[Items from a data source]
>>>>>

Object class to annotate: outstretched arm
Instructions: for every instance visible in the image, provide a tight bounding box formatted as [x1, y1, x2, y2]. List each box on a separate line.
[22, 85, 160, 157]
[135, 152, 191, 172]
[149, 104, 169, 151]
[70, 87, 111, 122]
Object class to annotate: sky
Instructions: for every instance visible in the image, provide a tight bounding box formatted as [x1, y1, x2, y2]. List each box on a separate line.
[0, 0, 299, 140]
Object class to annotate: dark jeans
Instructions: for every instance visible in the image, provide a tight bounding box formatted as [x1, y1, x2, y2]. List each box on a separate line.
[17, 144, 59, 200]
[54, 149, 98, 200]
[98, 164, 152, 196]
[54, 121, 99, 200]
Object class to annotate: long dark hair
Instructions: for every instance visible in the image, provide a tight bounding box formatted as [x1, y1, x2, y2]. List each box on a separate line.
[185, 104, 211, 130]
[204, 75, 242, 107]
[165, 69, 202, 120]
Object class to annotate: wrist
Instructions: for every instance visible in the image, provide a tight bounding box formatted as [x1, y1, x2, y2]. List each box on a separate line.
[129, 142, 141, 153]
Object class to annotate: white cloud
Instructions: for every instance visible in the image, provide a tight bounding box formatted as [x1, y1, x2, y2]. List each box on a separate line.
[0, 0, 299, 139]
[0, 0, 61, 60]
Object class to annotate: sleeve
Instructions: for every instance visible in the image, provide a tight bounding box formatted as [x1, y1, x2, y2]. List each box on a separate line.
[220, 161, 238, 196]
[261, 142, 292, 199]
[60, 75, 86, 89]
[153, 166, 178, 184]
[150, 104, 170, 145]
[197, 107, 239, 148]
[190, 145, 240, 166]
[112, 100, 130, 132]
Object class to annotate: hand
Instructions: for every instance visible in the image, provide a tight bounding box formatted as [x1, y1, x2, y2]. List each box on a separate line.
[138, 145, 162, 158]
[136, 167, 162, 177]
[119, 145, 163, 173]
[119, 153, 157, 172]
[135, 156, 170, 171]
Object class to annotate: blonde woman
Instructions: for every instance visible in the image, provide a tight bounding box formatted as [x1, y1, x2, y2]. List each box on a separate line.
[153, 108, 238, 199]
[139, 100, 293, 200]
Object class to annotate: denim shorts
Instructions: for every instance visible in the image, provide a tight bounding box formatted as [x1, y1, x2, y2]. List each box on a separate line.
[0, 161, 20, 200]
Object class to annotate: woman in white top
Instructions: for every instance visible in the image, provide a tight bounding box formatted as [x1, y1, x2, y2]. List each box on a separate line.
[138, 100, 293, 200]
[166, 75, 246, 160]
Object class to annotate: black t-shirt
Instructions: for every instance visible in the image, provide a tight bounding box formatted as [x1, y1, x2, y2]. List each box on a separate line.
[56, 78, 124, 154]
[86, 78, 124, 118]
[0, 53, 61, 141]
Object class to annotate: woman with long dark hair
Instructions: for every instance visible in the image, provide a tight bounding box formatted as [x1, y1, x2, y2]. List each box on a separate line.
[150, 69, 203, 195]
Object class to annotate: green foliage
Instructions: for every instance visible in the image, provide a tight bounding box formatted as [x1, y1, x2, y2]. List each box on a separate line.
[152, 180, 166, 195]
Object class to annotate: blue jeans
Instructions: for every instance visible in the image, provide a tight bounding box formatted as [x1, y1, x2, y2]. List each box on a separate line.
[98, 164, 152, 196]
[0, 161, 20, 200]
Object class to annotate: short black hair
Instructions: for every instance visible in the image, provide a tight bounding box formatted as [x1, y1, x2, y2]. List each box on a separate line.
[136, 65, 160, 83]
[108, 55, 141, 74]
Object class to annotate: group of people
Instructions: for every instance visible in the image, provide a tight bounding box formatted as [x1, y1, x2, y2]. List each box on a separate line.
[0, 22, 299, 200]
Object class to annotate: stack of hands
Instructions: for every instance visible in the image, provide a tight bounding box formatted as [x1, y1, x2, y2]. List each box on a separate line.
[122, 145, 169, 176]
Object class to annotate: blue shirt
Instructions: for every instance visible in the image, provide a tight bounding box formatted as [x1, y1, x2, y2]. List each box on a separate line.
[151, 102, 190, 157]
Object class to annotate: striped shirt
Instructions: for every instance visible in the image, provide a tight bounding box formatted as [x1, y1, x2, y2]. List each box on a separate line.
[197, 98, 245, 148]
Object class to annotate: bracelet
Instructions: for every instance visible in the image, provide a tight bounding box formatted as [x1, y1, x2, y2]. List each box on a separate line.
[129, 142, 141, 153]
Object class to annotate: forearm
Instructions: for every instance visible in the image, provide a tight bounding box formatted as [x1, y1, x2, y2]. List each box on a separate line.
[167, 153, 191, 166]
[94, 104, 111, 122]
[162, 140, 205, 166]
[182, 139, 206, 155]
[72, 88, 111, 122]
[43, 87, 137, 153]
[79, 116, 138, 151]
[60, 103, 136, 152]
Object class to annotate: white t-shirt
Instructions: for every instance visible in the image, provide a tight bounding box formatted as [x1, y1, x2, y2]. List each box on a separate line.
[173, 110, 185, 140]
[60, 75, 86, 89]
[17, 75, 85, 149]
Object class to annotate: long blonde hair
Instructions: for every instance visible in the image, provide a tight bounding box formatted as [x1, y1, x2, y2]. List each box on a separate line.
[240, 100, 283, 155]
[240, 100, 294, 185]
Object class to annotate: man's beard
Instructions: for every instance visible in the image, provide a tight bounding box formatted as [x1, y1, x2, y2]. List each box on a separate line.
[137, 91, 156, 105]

<<<<<

The problem:
Wherever the string "white" occurs in the entries, copy that whole line.

Task solution:
Object class to annotate: white cloud
Object class to annotate: woman in white top
Object class to annotate: white t-shirt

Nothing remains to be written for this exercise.